**Excerpted text**
Or crack jokes on a studio FB .....squirrels!


----------



## CherylL (Feb 2, 2013)

I know grad students that delete their FB accounts when job searching and then open up a new account after getting hired.  I have a few students that have changed their names on FB.  This is a huge invasion of privacy.  You wouldn't be asked to hand over the keys to your house or apartment so the prospective employer can come in and snoop.

Article about a new law in Illinois. 

I like FB to keep in touch with family & friends around the country and around the world.  Better than emailing photos.   It is also convenient when we have large groups of students over for dinner.  I just create an event and then I know how many & who is coming.  Some have dietary restrictions.


----------



## mjhoward (Feb 2, 2013)

I don't have a facebook account.  The most amateur of hackers can get anything they want from a facebook account, it is *very* insecure.  At one point you didn't even have to "hack" facebook to get the info you wanted, their development kit for making facebook apps had enough flaws that a developer basically was given access to accounts.  Even information that you don't think is relevant can leave you vulnerable to all types of social engineering attacks and even burglaries from locals.  I still can't understand why anyone would 'check in' anywhere and have that posted online for the entire city to see.  All a thief has to do is pick a house, check the name on an envelope in the mailbox, look them up on facebook, and wait for them to 'check in' somewhere to let the thief know they won't be home for a while.  It's even worse when people post their vacation plans... "come rob me!"


----------



## 480sparky (Feb 2, 2013)

**Given task A**
In the Facebook privacy thread, what do some grad students do with their FB accounts while job searching?
**Given task B**
Name each username that appears as a post header in the Facebook privacy thread.
**Given task C**
Please extend the Facebook privacy thread past its final line, writing the next part of the discussion.

**Data excerpts**

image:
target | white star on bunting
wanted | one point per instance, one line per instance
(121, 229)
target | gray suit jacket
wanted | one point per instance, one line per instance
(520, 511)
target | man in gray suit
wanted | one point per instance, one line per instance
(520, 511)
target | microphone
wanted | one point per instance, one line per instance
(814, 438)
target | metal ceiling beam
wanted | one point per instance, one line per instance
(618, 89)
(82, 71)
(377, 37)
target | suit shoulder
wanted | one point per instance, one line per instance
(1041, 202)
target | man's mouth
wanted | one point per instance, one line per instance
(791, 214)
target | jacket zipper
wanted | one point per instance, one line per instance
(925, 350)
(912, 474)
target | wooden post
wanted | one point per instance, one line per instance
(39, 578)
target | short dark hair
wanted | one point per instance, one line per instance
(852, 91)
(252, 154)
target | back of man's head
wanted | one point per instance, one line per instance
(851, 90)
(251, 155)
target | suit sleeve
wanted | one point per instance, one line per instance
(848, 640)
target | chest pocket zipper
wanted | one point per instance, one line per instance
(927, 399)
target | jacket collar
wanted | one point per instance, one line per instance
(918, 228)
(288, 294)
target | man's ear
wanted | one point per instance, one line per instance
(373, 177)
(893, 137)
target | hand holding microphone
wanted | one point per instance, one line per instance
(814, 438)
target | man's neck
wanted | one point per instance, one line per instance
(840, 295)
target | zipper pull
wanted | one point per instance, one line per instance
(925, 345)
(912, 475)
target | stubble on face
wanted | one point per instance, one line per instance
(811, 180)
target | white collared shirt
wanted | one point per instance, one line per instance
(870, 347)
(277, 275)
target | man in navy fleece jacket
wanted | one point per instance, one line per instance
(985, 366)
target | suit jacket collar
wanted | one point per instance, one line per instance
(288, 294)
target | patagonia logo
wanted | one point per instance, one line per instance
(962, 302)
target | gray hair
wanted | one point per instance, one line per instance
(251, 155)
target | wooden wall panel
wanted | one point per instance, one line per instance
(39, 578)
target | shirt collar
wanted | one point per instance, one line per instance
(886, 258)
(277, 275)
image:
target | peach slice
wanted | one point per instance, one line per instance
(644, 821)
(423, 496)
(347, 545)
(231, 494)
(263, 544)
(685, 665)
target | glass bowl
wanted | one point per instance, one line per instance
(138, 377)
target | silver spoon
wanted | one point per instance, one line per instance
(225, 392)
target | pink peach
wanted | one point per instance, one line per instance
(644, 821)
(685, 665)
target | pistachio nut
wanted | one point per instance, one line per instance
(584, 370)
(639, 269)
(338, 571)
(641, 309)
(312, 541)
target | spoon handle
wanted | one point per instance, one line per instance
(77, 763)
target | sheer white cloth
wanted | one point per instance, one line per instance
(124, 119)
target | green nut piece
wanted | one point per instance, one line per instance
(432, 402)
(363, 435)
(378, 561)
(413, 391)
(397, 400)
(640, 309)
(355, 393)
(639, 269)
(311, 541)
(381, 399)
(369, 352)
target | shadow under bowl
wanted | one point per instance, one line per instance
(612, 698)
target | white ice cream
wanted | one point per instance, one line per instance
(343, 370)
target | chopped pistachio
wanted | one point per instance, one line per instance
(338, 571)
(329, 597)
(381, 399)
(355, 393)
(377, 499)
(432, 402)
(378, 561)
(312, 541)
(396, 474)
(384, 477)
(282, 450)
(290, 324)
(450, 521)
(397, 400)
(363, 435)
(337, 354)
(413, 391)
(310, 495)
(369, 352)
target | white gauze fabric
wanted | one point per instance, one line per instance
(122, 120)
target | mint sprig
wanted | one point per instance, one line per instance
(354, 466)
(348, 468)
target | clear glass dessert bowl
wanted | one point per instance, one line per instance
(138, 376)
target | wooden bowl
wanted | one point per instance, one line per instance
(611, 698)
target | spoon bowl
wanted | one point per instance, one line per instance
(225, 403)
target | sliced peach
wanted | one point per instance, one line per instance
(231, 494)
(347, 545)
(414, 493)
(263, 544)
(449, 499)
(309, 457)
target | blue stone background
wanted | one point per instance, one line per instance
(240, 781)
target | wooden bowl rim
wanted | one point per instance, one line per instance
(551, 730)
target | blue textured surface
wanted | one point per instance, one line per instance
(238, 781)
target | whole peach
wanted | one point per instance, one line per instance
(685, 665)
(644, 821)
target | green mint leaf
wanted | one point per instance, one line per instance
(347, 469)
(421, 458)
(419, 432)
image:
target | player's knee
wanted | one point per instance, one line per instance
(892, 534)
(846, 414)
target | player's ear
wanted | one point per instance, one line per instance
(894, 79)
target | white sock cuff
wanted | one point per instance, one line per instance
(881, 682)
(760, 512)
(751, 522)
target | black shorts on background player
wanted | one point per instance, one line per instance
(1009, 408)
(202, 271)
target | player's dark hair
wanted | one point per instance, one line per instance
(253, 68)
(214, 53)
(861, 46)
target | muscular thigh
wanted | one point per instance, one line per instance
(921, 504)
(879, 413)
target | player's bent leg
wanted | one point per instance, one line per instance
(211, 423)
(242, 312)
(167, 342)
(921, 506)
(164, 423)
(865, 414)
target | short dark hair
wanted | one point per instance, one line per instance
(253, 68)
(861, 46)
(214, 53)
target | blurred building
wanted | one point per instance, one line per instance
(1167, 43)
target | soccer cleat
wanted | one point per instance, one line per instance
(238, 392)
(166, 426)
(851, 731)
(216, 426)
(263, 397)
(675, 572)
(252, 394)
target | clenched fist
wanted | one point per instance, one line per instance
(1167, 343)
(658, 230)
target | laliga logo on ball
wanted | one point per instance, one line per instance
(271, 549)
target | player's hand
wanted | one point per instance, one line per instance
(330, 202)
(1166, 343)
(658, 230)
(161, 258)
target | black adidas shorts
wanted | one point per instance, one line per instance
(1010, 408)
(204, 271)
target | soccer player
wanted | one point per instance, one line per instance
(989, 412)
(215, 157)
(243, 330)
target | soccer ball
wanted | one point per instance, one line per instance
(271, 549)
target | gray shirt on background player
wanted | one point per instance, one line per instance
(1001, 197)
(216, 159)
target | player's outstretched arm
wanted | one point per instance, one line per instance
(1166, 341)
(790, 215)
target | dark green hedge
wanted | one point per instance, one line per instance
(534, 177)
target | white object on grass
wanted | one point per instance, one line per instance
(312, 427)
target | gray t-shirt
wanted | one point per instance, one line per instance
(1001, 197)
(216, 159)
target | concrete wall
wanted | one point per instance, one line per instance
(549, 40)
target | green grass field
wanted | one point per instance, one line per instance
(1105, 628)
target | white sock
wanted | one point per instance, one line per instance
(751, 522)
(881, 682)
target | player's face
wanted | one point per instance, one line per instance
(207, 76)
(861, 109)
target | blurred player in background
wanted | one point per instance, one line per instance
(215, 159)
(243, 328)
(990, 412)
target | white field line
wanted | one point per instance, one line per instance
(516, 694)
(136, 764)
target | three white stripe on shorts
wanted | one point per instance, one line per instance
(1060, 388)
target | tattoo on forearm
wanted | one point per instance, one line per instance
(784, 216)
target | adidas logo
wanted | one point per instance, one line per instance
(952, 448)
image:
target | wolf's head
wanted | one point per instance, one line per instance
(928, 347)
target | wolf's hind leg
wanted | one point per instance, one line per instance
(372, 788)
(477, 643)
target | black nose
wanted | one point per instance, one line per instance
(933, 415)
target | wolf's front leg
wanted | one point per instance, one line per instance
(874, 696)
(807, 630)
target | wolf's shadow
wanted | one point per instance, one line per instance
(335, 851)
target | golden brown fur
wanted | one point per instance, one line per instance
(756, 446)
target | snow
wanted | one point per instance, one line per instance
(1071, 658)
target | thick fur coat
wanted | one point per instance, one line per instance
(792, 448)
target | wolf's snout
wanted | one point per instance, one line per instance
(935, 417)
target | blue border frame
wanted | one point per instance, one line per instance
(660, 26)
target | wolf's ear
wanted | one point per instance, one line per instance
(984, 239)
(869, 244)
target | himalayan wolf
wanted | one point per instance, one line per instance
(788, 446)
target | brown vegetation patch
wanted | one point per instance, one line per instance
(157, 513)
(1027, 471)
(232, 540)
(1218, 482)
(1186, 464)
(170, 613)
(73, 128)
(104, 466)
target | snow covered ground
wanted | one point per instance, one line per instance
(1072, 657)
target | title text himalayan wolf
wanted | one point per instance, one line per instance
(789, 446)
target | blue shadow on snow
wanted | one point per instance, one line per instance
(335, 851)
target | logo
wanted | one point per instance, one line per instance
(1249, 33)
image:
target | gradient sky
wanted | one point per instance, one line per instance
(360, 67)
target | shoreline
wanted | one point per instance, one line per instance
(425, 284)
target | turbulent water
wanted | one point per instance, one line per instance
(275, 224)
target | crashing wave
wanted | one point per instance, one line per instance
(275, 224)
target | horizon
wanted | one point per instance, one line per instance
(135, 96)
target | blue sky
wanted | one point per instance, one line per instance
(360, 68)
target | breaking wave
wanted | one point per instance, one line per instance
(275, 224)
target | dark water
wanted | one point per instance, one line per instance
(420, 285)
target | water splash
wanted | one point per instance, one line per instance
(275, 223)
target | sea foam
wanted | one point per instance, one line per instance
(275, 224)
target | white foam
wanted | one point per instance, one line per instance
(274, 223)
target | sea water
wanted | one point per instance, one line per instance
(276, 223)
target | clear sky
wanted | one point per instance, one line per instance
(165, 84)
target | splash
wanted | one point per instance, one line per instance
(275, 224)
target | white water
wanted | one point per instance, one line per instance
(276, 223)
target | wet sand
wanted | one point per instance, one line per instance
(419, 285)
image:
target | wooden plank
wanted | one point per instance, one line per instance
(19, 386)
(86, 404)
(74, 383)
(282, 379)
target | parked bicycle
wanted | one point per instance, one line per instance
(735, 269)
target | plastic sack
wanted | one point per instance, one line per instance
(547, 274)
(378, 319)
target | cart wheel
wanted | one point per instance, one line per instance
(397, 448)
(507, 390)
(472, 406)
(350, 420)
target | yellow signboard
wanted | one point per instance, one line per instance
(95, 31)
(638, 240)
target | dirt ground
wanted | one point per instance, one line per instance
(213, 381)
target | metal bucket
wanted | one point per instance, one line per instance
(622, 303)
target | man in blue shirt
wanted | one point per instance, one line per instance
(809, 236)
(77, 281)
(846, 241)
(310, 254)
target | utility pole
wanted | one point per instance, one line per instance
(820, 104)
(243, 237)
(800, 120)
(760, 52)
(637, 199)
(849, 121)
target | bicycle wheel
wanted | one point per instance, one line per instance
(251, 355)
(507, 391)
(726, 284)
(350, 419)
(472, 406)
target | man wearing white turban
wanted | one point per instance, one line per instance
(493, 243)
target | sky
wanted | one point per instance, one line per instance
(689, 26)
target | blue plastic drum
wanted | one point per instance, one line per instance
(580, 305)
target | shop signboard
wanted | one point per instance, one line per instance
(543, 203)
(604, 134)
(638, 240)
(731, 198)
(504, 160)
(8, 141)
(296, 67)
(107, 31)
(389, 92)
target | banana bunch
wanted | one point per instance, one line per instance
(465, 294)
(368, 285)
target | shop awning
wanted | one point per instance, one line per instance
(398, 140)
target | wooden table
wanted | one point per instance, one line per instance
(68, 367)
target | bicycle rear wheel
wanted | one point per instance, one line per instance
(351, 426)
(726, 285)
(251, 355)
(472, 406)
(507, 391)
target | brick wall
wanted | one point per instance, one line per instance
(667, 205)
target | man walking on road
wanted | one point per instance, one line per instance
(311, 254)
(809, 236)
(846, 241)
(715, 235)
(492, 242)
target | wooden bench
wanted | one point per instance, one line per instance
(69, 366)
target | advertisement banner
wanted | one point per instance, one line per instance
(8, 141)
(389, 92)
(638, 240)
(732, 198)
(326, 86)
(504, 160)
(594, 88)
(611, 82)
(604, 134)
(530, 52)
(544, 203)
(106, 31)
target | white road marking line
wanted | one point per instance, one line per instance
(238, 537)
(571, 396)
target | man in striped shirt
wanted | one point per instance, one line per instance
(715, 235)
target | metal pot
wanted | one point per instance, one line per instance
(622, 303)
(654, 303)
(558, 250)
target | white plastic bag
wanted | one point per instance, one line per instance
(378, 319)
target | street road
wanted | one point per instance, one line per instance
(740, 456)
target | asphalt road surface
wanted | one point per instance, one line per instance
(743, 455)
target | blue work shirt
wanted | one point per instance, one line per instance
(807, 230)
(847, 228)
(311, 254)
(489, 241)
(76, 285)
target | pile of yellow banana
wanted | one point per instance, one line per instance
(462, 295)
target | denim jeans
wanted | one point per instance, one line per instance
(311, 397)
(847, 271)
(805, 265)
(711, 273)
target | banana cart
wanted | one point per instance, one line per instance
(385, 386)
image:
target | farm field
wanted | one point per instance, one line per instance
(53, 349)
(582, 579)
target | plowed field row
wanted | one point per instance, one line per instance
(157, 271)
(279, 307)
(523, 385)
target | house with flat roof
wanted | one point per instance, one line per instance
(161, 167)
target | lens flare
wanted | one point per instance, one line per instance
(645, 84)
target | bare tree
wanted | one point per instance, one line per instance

**Exercise output A**
They delete their FB accounts and open new ones after getting hired.

**Exercise output B**
CherylL, mjhoward, 480sparky

**Exercise output C**
mjhoward said:


> I don't have a facebook account.  The most amateur of hackers can get anything they want from a facebook account, it is *very* insecure.  At one point you didn't even have to "hack" facebook to get the info you wanted, their development kit for making facebook apps had enough flaws that a developer basically was given access to accounts.  Even information that you don't think is relevant can leave you vulnerable to all types of social engineering attacks and even burglaries from locals.  I still can't understand why anyone would 'check in' anywhere and have that posted online for the entire city to see.  All a thief has to do is pick a house, check the name on an envelope in the mailbox, look them up on facebook, and wait for them to 'check in' somewhere to let the thief know they won't be home for a while.  It's even worse when people post their vacation plans... "come rob me!"



That's why all the stuff I entered when I signed up is nonsense.


----------



## techniker (Feb 2, 2013)

I received an email regarding a class action lawsuit for Facebook users who's images were used in an ad campaign without a release. I am eligible to receive up to ten dollars and conclude that it doesn't pay NOT to use Facebook.


----------



## 480sparky (Feb 2, 2013)

techniker said:


> I received an email regarding a class action lawsuit for Facebook users who's images were used in an ad campaign without a release. I am eligible to receive up to ten dollars and conclude that it doesn't pay NOT to use Facebook.



It will cost you $10 in Notary fees and registered/certified postage alone.


----------



## Tee (Feb 2, 2013)

O|||||||O said:


> They typically call it a 'shoulder check', or something like that.  They'll have you log in at their office, so they can see your wall as it appears to you.  I would probably just walk out of the interview at that point.  A company that resorts to that is not a company I would want to work for.



That's interesting.  I've heard of HR perusing profiles but never an actual on-site check.  I gotta call my brother who's high up in a Fortune 500 company and ask if they do that.  Then I'm gonna scold him if they do.


----------



## Josh66 (Feb 2, 2013)

Tee said:


> O|||||||O said:
> 
> 
> > They typically call it a 'shoulder check', or something like that.  They'll have you log in at their office, so they can see your wall as it appears to you.  I would probably just walk out of the interview at that point.  A company that resorts to that is not a company I would want to work for.
> ...


I don't personally know anybody that has been asked to log into Facebook during an interview, but they talk about it all the time on the news and shows like 20/20.  As much press as it's been getting, you'd have to think it happens a lot...  Or did, at least.  Some States have passed laws making it illegal.

If my HR department decided to look me up, they wouldn't see much.  I have almost nothing visible to the general public.  When they want to see your account, as you see it, that's crossing the line...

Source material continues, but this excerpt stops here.